### Work required
Where an entry contains an image, skip the image and print the rest exactly.

= = = = = = =

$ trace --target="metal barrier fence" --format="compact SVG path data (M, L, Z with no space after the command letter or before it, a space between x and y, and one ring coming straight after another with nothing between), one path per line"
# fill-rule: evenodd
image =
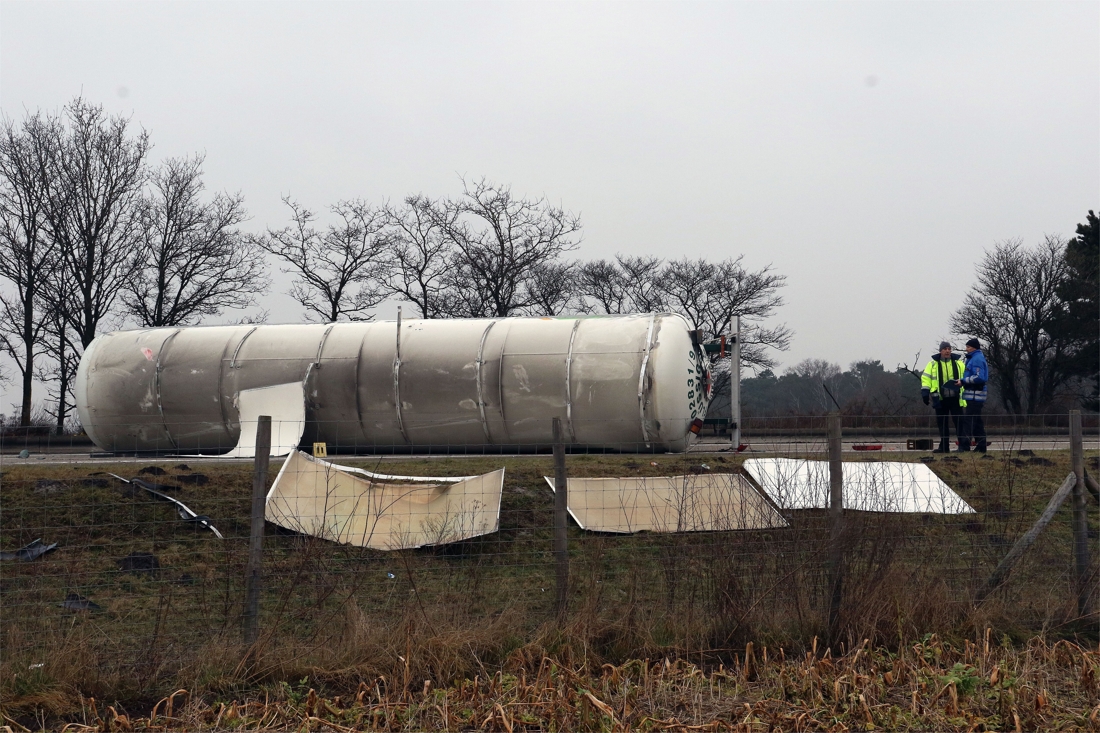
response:
M1095 635L1095 415L1051 420L1059 433L991 425L988 453L948 455L906 448L927 422L800 420L683 453L570 446L559 425L523 452L356 455L307 426L303 451L266 468L7 442L0 668L84 665L136 688L242 653L273 676L460 674L562 629L601 658L702 663L750 640ZM263 430L241 433L267 452Z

= = = = = = =

### Your response
$ trace --target="metal barrier fence" --format="compact SVG path data (M, L, Z with no space after the command letter or before it, a space between x and y, and one ring coming straight after another with nothing between), one path per line"
# fill-rule: evenodd
image =
response:
M1095 635L1095 415L1051 420L1059 433L991 425L988 453L948 455L906 448L927 422L800 420L683 453L570 446L559 425L523 452L356 455L307 426L303 451L266 468L7 442L0 668L84 665L136 688L242 653L273 676L460 674L562 629L601 658L702 663L750 640ZM263 430L241 433L267 452Z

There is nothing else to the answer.